## What to work on
Render every line of the material below as a JSON list of strings, one string per line, leaving out any blank lines.

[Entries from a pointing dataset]
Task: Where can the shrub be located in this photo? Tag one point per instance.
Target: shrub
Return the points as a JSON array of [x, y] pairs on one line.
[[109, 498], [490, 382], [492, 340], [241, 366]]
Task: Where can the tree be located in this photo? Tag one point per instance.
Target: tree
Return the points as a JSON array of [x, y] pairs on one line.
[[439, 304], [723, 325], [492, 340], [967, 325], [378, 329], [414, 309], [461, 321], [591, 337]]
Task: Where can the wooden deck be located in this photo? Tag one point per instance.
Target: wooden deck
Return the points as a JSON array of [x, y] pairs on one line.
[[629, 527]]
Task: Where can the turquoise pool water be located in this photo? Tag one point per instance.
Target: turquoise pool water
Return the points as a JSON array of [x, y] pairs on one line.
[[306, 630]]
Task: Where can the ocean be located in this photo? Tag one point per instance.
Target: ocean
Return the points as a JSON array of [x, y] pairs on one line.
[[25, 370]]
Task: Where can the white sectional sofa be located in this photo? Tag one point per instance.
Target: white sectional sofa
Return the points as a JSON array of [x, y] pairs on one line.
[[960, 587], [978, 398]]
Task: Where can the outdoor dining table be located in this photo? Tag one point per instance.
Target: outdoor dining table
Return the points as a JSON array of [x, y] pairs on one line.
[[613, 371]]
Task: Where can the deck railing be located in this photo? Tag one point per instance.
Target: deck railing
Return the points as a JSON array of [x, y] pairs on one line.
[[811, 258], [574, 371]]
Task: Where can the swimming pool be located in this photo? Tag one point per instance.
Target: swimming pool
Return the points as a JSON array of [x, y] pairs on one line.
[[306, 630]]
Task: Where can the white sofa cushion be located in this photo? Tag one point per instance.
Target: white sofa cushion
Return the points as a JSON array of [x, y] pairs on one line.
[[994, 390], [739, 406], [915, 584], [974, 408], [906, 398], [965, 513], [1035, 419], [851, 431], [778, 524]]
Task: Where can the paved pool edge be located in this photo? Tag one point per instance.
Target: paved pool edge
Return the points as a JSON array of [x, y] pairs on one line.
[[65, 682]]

## Answer for this exercise
[
  "Task: Where can the shrub be located in this photo? Tag one point per instance.",
  "Target: shrub",
  "Return the points as a JSON array of [x, y] pairs on one line.",
  "[[109, 498], [490, 382], [492, 340], [241, 366]]",
  "Task: Where can the tree be located in this photo? Tag one point per instance.",
  "Target: tree",
  "Return the points as a JSON array of [x, y] pairs on one line.",
  "[[439, 304], [723, 325], [492, 340], [967, 325], [378, 329], [414, 309], [461, 321], [591, 337]]",
  "Task: Where can the wooden deck be located in this photo? Tag one point per instance.",
  "Target: wooden deck",
  "Return the points as a JSON array of [x, y] pairs on one line.",
  "[[629, 527]]",
  "Task: Where can the turquoise pool water be located in this photo? Tag one point per instance.",
  "Target: turquoise pool water",
  "Return the points as a JSON array of [x, y] pairs on one line.",
  "[[306, 630]]",
  "Task: Where can the ocean be located in this photo? Tag one point per instance.",
  "Target: ocean",
  "Return the points as a JSON array of [x, y] pairs on one line.",
  "[[25, 370]]",
  "Task: Where can the white sectional sofa be located in this photo? Tag one point per instance.",
  "Target: white sectional sofa",
  "Return the points as a JSON array of [x, y] pairs on one line.",
  "[[960, 587], [978, 398]]",
  "Task: Where can the outdoor dining table be located in this photo? Tag one point per instance.",
  "Target: outdoor dining table",
  "Return the points as a JSON array of [x, y] pairs on one line.",
  "[[613, 371]]",
  "Task: Where can the deck railing be located in this photo? Tag one point per instance.",
  "Target: deck railing",
  "Return the points as a JSON array of [x, y] pairs on one line.",
  "[[811, 258], [574, 371]]",
  "Task: Where can the swimming pool be located in this photo? Tag one point per instance.",
  "Target: swimming pool",
  "Return the points as a JSON array of [x, y] pairs on one line.",
  "[[306, 630]]",
  "Task: Where can the white sofa cushion be located in this photo? Tag one point per instance.",
  "Target: white sofa cushion",
  "Return the points as a JSON array of [x, y] pairs on one line.",
  "[[994, 390], [739, 406], [915, 584], [974, 408], [906, 398], [965, 513], [1035, 419], [851, 431], [778, 524]]",
  "Task: Where can the paved pool edge be located in this photo? Tag one point per instance.",
  "Target: paved pool edge",
  "Return the points as a JSON array of [x, y] pairs on one line.",
  "[[65, 682]]"
]